───── Extracted records

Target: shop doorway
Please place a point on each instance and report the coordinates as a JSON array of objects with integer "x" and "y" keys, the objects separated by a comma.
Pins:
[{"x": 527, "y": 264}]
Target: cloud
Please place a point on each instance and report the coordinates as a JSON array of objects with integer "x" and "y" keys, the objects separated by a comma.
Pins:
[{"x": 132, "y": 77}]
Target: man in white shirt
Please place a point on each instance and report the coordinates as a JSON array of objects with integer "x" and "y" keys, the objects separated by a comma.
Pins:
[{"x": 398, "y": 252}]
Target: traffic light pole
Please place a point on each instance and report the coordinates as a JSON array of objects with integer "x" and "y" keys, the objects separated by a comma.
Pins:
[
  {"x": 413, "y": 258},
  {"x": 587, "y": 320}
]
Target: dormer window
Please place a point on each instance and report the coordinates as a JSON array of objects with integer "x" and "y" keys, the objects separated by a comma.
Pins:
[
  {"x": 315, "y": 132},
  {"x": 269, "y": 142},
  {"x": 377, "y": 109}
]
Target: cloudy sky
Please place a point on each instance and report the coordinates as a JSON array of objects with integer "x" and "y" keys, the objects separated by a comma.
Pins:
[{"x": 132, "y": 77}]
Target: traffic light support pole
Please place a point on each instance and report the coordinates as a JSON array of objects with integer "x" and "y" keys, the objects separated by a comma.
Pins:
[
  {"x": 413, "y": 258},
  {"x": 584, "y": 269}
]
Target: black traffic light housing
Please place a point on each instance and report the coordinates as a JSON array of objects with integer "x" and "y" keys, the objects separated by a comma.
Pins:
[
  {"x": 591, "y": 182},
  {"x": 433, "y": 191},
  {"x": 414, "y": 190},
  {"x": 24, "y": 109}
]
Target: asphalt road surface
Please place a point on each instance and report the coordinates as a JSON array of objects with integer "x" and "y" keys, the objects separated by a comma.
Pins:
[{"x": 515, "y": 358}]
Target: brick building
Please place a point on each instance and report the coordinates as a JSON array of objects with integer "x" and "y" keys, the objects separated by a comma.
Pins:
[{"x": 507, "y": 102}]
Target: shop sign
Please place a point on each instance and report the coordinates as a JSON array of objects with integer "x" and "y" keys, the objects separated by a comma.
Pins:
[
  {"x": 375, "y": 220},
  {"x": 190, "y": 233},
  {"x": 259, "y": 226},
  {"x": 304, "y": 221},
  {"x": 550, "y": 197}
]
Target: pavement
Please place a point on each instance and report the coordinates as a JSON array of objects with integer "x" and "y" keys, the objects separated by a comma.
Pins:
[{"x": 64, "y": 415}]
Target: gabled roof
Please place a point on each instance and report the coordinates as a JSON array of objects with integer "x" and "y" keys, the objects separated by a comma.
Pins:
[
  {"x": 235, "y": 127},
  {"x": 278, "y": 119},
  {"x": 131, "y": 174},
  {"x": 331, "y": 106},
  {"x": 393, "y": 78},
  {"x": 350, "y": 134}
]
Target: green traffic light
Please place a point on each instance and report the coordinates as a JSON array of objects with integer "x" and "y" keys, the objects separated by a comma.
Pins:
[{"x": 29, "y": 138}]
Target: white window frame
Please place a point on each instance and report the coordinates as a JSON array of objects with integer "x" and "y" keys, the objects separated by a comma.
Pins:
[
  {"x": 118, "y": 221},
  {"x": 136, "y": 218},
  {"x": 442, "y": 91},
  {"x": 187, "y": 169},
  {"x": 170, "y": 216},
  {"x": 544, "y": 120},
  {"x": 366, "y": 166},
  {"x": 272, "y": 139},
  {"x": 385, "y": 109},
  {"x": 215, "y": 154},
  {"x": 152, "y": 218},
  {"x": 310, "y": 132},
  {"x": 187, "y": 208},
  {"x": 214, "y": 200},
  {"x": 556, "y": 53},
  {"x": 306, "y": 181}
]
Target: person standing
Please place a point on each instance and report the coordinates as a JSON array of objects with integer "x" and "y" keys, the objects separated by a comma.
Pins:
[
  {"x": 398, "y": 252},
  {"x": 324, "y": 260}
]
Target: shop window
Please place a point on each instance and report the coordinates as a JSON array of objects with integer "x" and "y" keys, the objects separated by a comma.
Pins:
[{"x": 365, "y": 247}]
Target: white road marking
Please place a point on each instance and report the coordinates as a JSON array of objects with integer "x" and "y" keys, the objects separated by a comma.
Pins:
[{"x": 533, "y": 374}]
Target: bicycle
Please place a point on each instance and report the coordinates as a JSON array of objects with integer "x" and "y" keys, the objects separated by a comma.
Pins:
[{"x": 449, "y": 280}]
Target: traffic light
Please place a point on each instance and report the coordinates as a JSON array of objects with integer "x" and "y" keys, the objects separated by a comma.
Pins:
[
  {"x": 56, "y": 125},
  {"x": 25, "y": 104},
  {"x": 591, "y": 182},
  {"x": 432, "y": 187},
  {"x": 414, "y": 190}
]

──────────

> _What you have to do_:
All lines above with the word "road" need to be reported.

> _Exercise answer_:
Target: asphalt road surface
Target: white road marking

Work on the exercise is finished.